TEXTE FOURNI:
# # #

Inventeurs du concept de puzzle-RPG à l’occasion du sympathique Puzzle Quest, les Australiens d’Infinite Interactive semblent depuis se reposer sur leurs lauriers. Avec Puzzle Chronicles, ils s’enfoncent dans une extrême médiocrité qui témoigne à la fois d’un manque d’inspiration et de l’adhésion à une logique de rentabilité.
Comment, quelques semaines après Might & Magic : Clash of Heroes, un titre DS qui transcende magnifiquement son modèle, les inventeurs du concept de puzzle-RPG peuvent-ils oser sortir un jeu aussi faible et aussi bancal que Puzzle Chronicles ? Malgré toute la sympathie qu'on peut avoir pour Infinite Interactive, qui a eu le mérite d'innover avec Puzzle Quest, on ne peut que déplorer la logique de rentabilité qui anime désormais le studio, et qui aboutit aujourd'hui à un titre sans aucun intérêt qui ferait passer Galactrix pour un chef-d'oeuvre. Rien, du gameplay poussif jusqu'à la progression insipide en passant par le design à mourir de rire et le scénario épouvantable (les adjectifs sont interchangeables), ne parvient à sauver Puzzle Chronicles de la déconfiture la plus totale. Malgré toute la bonne volonté du monde, l'auteur de ces lignes aura donc bien du mal à mettre en avant les quelques (rares) points positifs du jeu.

# # #

Entrées de données enregistrées
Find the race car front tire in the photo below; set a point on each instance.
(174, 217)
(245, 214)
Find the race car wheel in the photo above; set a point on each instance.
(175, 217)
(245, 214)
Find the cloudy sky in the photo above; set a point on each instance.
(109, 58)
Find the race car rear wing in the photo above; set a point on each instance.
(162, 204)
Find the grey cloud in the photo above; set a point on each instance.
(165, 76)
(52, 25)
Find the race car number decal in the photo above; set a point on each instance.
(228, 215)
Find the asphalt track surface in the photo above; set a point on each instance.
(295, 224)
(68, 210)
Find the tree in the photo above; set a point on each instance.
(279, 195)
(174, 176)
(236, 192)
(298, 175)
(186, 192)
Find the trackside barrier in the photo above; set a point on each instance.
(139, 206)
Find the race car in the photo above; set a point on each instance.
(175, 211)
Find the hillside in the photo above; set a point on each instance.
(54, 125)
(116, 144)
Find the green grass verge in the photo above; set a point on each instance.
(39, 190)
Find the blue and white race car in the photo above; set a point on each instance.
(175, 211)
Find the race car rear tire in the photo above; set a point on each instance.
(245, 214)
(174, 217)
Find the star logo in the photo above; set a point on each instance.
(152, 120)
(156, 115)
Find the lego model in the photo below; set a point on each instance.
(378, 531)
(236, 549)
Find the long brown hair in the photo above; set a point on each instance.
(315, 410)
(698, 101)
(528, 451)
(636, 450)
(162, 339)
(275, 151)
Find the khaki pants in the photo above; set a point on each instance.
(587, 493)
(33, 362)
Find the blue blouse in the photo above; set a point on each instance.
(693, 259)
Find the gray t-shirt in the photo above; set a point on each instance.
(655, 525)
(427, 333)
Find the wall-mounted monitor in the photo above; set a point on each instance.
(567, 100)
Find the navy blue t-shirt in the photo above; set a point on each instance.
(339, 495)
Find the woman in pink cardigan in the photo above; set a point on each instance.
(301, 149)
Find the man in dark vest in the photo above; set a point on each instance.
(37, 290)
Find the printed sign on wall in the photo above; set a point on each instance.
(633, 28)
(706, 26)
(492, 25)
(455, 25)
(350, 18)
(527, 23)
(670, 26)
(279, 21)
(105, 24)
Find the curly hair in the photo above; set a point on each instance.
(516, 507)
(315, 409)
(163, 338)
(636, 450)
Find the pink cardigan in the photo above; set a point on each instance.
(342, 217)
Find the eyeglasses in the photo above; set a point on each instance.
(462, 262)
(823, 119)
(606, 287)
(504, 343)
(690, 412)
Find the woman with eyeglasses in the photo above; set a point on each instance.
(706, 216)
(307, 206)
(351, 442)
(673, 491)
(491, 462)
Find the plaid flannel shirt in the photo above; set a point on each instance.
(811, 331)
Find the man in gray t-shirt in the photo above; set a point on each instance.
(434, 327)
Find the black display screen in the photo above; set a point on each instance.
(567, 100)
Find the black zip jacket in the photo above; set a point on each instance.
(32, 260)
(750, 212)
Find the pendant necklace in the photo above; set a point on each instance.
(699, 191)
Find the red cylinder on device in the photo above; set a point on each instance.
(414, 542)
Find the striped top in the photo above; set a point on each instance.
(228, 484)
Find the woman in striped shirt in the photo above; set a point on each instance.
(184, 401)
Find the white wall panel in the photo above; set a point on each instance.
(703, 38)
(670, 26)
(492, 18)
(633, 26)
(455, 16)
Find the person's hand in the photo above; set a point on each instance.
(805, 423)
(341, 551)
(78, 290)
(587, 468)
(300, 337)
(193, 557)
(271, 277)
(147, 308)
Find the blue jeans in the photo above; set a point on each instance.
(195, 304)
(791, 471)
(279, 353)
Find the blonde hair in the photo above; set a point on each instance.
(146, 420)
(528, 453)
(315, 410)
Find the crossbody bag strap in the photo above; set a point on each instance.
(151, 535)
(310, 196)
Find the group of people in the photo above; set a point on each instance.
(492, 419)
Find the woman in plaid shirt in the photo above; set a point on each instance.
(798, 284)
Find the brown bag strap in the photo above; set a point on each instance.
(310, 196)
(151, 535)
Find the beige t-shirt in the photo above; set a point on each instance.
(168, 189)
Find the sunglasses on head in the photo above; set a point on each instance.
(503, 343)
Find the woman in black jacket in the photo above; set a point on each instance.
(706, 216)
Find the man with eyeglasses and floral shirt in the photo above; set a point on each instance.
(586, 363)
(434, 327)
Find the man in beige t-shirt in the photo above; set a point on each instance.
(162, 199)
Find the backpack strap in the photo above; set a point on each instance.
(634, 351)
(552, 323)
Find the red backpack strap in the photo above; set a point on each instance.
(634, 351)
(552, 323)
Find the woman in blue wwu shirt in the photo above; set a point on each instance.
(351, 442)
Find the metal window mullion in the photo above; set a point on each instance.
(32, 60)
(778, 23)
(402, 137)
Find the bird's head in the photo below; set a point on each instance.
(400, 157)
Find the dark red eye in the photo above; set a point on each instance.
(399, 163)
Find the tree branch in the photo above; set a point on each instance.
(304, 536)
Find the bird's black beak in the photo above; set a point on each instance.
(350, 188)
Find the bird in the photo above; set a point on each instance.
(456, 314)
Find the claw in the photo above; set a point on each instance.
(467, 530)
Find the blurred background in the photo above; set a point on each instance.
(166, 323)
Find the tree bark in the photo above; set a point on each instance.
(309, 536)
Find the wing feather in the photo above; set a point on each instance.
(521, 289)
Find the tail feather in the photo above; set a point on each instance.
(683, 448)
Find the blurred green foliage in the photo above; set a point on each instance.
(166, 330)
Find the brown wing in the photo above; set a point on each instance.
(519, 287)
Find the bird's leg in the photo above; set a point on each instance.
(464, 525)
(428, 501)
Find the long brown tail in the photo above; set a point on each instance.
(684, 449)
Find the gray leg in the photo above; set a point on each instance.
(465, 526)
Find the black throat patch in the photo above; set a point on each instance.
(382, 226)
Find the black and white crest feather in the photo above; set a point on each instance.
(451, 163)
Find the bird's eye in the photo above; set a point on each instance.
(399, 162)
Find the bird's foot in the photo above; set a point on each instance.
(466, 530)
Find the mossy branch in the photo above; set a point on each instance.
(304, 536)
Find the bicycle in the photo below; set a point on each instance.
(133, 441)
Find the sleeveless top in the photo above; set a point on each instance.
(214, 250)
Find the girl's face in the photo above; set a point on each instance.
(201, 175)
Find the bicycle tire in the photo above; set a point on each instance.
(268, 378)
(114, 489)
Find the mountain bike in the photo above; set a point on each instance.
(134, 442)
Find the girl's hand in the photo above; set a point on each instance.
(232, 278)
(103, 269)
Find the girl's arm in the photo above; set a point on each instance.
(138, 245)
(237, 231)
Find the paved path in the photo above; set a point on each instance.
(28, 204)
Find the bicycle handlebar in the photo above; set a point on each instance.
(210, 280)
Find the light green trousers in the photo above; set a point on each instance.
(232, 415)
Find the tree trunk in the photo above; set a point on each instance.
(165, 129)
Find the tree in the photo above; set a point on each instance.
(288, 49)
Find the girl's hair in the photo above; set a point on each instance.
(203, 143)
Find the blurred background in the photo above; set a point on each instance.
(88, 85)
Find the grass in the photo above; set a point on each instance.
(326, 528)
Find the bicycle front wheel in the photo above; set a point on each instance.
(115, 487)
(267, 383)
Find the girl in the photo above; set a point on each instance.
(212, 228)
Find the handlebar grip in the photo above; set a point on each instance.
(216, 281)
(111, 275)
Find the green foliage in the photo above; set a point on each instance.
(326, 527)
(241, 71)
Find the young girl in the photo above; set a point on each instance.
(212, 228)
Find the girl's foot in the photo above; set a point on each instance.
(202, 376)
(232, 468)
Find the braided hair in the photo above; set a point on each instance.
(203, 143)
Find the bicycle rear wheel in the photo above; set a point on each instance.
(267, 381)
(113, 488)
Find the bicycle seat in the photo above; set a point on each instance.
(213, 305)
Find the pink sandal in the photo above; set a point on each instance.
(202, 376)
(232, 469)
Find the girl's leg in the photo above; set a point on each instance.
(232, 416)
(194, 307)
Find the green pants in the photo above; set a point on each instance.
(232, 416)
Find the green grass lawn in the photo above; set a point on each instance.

# # #

CONSIGNES:
1. Dites si chacune des affirmations suivantes concorde avec le passage sur Puzzle Chronicles, en répondant par oui ou non et en citant les mots exacts qui tranchent.
(a) Infinite Interactive est un studio australien.
(b) Puzzle Chronicles est sorti avant Might & Magic : Clash of Heroes.
(c) L'auteur trouve de nombreux points positifs au jeu.
2. Répondez brièvement aux questions suivantes d'après le passage sur Puzzle Chronicles.
(a) Avec quel jeu Infinite Interactive a-t-il inventé le concept de puzzle-RPG ?
(b) Quel jeu passerait pour un chef-d'oeuvre à côté de Puzzle Chronicles ?
(c) Sur quelle console Might & Magic : Clash of Heroes est-il sorti ?
3. Recopiez le passage sur Puzzle Chronicles de « Inventeurs du concept de puzzle-RPG à » à « logique de rentabilité. ».

CORRIGÉS:
1.
(a) Oui : « les Australiens d’Infinite Interactive ».
(b) Non : « quelques semaines après Might & Magic : Clash of Heroes ».
(c) Non : « les quelques (rares) points positifs du jeu ».

2.
(a) Puzzle Quest.
(b) Galactrix.
(c) La DS.

3.
Inventeurs du concept de puzzle-RPG à l’occasion du sympathique Puzzle Quest, les Australiens d’Infinite Interactive semblent depuis se reposer sur leurs lauriers. Avec Puzzle Chronicles, ils s’enfoncent dans une extrême médiocrité qui témoigne à la fois d’un manque d’inspiration et de l’adhésion à une logique de rentabilité.